(Directions for this task)
Write the listing out again word for word, excluding any pictures.
----
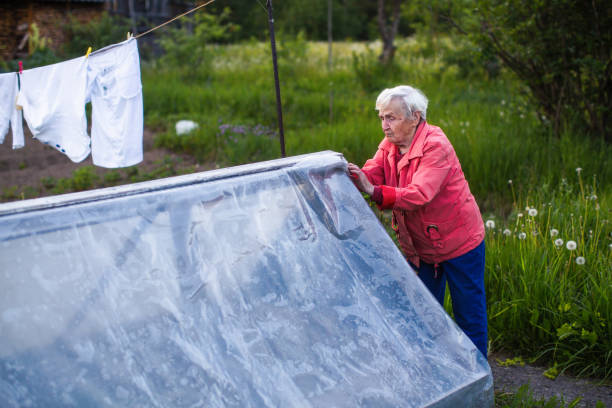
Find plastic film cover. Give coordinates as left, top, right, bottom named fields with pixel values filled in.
left=0, top=151, right=493, bottom=407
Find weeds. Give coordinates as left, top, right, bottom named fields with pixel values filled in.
left=494, top=384, right=585, bottom=408
left=485, top=170, right=611, bottom=378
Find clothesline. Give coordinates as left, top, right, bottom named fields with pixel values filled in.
left=134, top=0, right=217, bottom=40
left=84, top=0, right=217, bottom=57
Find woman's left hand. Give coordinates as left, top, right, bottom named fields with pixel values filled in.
left=347, top=163, right=374, bottom=195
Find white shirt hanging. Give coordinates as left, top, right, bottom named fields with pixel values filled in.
left=87, top=38, right=143, bottom=168
left=0, top=72, right=24, bottom=149
left=16, top=56, right=91, bottom=162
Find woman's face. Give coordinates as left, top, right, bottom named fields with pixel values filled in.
left=378, top=99, right=420, bottom=150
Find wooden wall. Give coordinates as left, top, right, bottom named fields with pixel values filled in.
left=0, top=1, right=106, bottom=61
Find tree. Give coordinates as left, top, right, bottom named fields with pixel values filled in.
left=454, top=0, right=611, bottom=140
left=377, top=0, right=402, bottom=64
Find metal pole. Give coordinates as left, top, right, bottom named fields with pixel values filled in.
left=266, top=0, right=286, bottom=158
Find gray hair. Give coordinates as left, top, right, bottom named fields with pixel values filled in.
left=375, top=85, right=428, bottom=120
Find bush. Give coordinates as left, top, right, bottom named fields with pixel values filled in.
left=71, top=166, right=99, bottom=191
left=157, top=8, right=239, bottom=80
left=61, top=12, right=131, bottom=59
left=351, top=46, right=402, bottom=92
left=458, top=0, right=612, bottom=140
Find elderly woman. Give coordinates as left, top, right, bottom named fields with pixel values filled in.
left=347, top=85, right=488, bottom=357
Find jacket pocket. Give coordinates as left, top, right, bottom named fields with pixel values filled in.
left=422, top=216, right=466, bottom=250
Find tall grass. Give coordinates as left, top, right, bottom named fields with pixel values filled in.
left=485, top=171, right=611, bottom=378
left=143, top=37, right=611, bottom=378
----
(Answer to this problem)
Find plastic film cover. Give coordinates as left, top, right, bottom named fields with pixel values filled in.
left=0, top=151, right=493, bottom=407
Find weeds. Give coordinates as left, top, right, bottom named fields with pixel values filled in.
left=494, top=384, right=585, bottom=408
left=485, top=170, right=611, bottom=378
Find clothesline. Give coordinates as left, top, right, bottom named fields with pixel values filled in.
left=134, top=0, right=217, bottom=40
left=84, top=0, right=217, bottom=57
Find woman's left hand. Give coordinates as left, top, right, bottom named fields with pixel values filled in.
left=347, top=163, right=374, bottom=195
Find white shirt hanging. Give coordinates as left, top, right, bottom named fields with pixel values filled in.
left=87, top=38, right=143, bottom=168
left=0, top=72, right=24, bottom=149
left=16, top=56, right=91, bottom=162
Find woman's face. Give coordinates as left, top, right, bottom named fields with pixel values filled in.
left=378, top=99, right=420, bottom=150
Find wooden wall. Give coordinates as left, top, right, bottom named fields with pixel values filled in.
left=0, top=1, right=106, bottom=61
Find tree. Give coordinates as left, top, right, bottom named fields with pixel values filled in.
left=454, top=0, right=611, bottom=140
left=377, top=0, right=402, bottom=64
Find metal pole. Give coordinates as left, top, right, bottom named fields with pixel values filled in.
left=266, top=0, right=286, bottom=158
Find gray hair. Give coordinates as left, top, right, bottom named fields with pixel values filled in.
left=375, top=85, right=428, bottom=120
Find bush. Give coordinates as left, top, right, bottom named fields with pixel values filled in.
left=71, top=166, right=99, bottom=191
left=157, top=8, right=239, bottom=80
left=61, top=12, right=131, bottom=59
left=351, top=46, right=402, bottom=92
left=458, top=0, right=612, bottom=140
Find elderly woman. Give coordinates as left, top, right, bottom named fields with pixel values filled in.
left=347, top=85, right=488, bottom=357
Find jacket pocket. Give coordinates as left, top, right, bottom named fields with pixel values filled in.
left=422, top=216, right=466, bottom=250
Find tall grass. Give coordinates as left, top, right, bottom named fields with pixel values filled in.
left=485, top=171, right=611, bottom=378
left=143, top=37, right=611, bottom=378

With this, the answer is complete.